### Action item
Word for word, repeat the entries, minus the pictures.

### Data
^^^^

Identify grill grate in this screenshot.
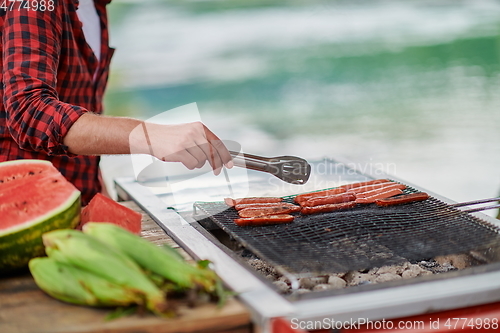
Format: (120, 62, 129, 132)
(194, 187, 500, 275)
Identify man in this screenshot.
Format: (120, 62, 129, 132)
(1, 0, 232, 205)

^^^^

### Exercise result
Identify grill grate in this screenshot.
Format: (120, 62, 129, 132)
(194, 187, 500, 275)
Identify man in this screenshot.
Format: (120, 62, 129, 132)
(1, 0, 232, 205)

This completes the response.